§ Written exercise
Repeat the entries word for word, starting at the line containing "Target: tree foliage" and continuing through the end of the entries, and produce nothing beyond that stretch.

==*==

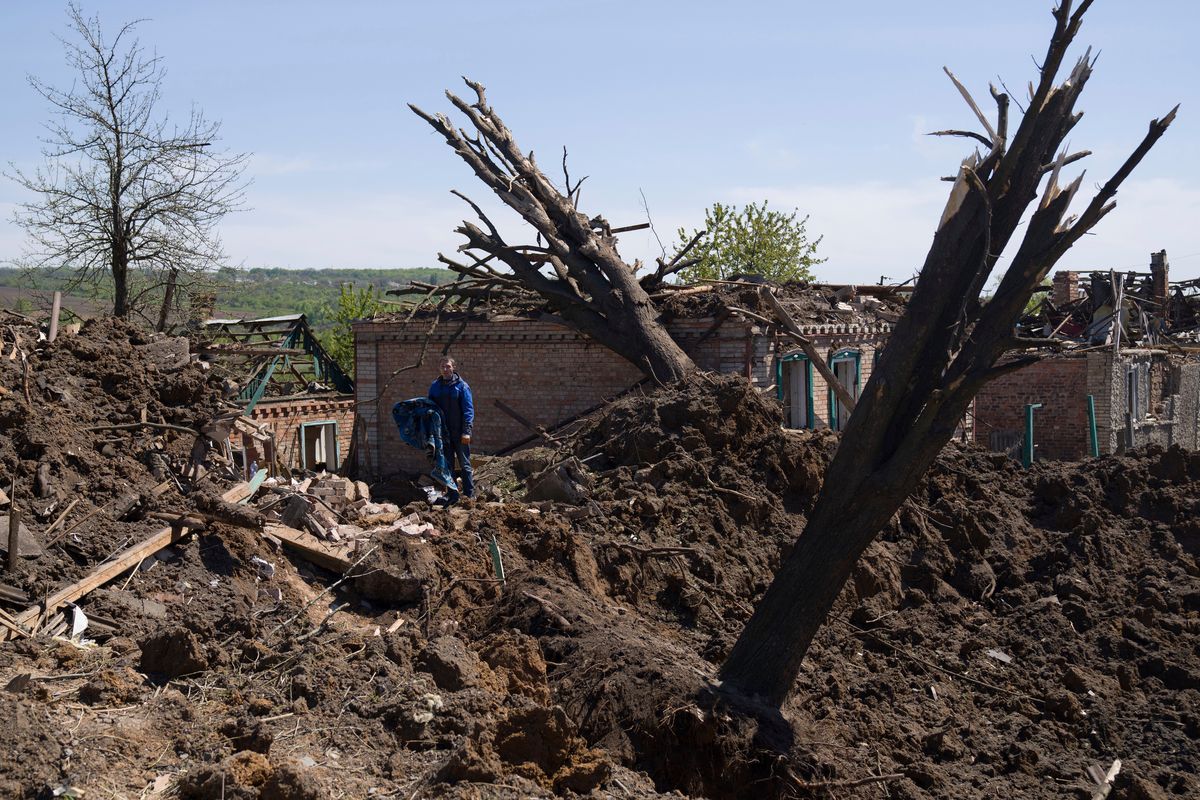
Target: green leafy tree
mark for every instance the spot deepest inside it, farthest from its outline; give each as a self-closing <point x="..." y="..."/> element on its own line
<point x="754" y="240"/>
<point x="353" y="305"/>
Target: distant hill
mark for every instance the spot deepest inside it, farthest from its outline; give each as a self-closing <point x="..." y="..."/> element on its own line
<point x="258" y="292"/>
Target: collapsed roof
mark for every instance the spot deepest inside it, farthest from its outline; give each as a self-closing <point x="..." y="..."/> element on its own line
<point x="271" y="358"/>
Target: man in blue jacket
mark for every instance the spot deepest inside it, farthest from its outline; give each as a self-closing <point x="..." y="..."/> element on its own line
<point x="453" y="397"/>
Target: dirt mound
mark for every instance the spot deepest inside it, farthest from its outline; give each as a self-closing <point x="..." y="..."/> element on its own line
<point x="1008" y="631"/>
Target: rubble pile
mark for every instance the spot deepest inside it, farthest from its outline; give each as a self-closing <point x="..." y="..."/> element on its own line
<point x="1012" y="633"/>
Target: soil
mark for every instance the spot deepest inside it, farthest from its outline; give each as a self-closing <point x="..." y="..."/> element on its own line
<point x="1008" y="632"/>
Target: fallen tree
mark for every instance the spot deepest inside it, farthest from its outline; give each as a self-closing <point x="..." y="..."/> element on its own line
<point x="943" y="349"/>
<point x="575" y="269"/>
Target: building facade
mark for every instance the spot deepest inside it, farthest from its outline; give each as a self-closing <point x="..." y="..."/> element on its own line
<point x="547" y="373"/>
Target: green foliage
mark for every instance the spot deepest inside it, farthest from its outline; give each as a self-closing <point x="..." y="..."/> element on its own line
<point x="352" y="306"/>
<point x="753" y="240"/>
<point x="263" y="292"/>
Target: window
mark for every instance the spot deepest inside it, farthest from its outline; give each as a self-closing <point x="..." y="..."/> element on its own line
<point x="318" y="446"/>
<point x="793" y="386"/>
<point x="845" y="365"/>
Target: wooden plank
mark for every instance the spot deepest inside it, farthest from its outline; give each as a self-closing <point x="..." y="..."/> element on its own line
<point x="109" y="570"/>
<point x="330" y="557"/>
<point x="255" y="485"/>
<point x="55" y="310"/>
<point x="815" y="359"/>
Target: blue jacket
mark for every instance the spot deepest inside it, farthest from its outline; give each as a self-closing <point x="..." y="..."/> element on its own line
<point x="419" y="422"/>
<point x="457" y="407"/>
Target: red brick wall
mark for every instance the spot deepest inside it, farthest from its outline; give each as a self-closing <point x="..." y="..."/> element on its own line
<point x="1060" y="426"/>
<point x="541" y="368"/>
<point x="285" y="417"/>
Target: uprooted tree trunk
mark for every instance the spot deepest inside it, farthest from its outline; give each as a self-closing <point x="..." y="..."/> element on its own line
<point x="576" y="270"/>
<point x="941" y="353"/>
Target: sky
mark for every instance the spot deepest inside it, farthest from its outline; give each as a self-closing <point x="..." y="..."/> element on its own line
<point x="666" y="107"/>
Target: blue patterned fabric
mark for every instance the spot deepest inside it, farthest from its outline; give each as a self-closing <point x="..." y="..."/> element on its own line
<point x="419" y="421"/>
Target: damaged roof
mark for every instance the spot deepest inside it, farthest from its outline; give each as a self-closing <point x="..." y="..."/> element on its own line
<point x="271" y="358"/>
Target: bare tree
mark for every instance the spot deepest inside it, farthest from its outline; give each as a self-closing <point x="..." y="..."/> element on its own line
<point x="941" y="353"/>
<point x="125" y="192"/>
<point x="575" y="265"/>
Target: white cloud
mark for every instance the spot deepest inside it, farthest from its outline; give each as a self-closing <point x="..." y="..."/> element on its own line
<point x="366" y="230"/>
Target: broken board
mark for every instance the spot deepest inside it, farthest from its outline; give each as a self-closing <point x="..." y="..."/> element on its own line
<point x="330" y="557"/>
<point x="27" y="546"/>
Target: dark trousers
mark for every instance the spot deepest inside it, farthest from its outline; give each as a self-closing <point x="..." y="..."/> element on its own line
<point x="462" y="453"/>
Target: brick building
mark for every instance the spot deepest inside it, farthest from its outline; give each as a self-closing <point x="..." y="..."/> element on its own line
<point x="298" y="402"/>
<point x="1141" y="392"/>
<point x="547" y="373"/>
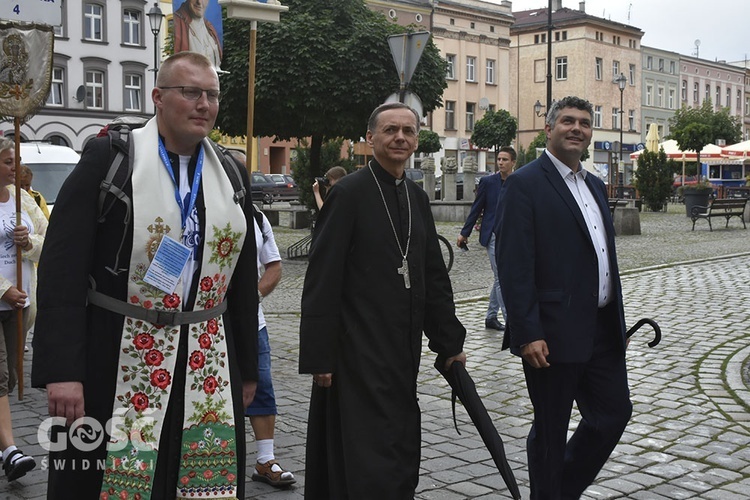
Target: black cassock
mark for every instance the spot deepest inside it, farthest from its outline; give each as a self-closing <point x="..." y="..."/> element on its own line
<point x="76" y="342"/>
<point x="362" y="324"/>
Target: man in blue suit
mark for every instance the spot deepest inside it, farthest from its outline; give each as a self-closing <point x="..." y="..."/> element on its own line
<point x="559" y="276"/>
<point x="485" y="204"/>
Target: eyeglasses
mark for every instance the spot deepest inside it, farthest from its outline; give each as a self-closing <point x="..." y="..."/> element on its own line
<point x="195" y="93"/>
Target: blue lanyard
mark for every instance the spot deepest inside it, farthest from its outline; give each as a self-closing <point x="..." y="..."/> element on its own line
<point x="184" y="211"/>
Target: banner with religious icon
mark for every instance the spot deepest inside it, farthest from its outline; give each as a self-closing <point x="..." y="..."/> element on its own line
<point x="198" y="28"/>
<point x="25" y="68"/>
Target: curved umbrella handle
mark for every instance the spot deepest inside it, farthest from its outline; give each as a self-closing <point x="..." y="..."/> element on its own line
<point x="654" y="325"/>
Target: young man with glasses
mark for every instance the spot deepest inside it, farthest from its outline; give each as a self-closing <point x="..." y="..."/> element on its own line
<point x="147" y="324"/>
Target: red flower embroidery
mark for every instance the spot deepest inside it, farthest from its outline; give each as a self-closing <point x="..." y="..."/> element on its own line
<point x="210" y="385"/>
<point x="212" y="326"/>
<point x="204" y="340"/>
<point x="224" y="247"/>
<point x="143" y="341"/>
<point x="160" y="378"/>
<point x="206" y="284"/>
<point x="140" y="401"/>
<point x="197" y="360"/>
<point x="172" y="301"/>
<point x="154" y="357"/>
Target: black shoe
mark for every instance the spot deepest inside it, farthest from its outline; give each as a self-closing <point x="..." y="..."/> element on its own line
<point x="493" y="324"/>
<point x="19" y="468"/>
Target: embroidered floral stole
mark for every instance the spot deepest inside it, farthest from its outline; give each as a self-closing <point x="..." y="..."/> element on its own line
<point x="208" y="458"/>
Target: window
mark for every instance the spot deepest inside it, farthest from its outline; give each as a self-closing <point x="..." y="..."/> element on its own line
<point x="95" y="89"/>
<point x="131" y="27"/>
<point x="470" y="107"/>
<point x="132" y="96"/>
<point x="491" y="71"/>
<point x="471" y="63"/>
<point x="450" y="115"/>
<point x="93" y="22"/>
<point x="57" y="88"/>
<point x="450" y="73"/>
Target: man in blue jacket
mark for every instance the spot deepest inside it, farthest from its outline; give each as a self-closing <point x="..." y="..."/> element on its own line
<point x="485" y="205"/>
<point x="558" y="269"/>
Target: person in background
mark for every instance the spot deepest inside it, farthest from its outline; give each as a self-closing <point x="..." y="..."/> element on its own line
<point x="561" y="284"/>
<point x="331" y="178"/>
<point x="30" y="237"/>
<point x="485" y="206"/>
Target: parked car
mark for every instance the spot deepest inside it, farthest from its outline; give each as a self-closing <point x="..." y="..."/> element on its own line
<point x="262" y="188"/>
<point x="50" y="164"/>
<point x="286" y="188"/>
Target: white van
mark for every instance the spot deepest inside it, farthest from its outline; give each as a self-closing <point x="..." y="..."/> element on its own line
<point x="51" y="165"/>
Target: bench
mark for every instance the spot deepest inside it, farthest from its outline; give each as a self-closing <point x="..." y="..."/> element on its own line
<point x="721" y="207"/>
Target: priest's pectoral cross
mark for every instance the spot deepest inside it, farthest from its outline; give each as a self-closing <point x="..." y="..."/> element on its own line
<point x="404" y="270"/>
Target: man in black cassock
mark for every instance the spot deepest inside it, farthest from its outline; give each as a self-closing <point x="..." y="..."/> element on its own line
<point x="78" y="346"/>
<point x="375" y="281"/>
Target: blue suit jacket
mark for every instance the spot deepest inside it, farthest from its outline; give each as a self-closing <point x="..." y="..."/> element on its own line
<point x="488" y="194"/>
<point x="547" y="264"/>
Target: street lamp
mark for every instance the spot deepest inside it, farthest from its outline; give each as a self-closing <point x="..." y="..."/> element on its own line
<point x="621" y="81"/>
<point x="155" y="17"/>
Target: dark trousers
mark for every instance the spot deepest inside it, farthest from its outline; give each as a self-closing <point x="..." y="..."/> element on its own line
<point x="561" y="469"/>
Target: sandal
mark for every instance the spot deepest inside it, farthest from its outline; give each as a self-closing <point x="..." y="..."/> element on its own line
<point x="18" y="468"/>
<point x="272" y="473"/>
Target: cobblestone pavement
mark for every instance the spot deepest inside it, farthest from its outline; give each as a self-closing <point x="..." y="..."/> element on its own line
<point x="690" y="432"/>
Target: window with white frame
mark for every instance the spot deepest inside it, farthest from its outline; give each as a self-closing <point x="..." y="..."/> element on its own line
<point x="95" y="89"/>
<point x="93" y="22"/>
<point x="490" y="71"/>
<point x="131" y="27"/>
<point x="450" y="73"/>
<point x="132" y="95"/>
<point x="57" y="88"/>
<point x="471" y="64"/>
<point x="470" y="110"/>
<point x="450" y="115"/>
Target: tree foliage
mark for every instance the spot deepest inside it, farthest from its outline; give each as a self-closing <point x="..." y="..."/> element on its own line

==*==

§ Written answer
Target: tree foliage
mark for every instance the spot deepest inside it, farthest from its outline; give each as a self-closing <point x="..." y="..."/> element on its own line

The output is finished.